__Source excerpt__.
On Thu, Feb 02, 2012 at 12:30:10PM -0700, Nathan Currier wrote:
> lib being added to the beginning of the library name represents linking
> dynamically. In MS Visual Studio, you can change between Static and Dynamic
> under Project / Properties / Configuration Properties / C/C++ / Code
> Generation / Runtime Library. A setting of MD or MDd is Dynamic and MT or
> MTd is Static, the appended 'd' representing debug capabilities. Try
> swapping between the two types to see if it fixes the linking problem.

Please do not top-post (as per guidelines).

Your post is dangerously incorrect. There are two very distinct concepts
at work here:
1) having a static or import+dynamic Boost library,
2) having a Boost library built against the static or dynamic C++
runtime.

A lib- prefix on Windows implies that the Boost library is a static
library. The lack of the lib- prefix indicates that the library is an
import library and has an associated DLL file.

__Aim__.
In the excerpt on Boost libraries, what does a lib- prefix on Windows indicate about a Boost library?

__Data block__.
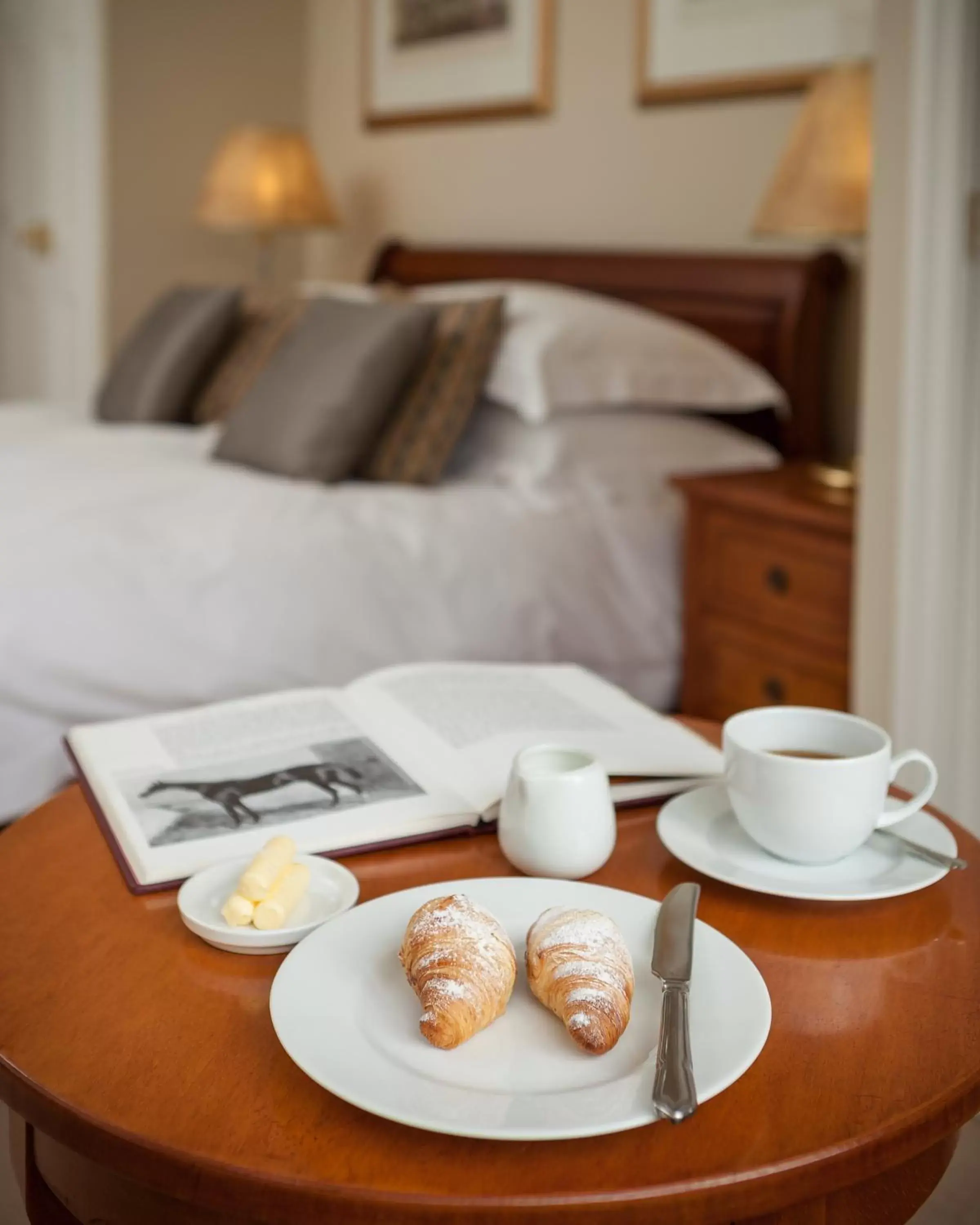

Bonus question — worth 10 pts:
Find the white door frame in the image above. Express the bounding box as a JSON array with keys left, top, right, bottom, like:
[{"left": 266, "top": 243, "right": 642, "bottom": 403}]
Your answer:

__Complete answer__.
It indicates that the Boost library is a static library.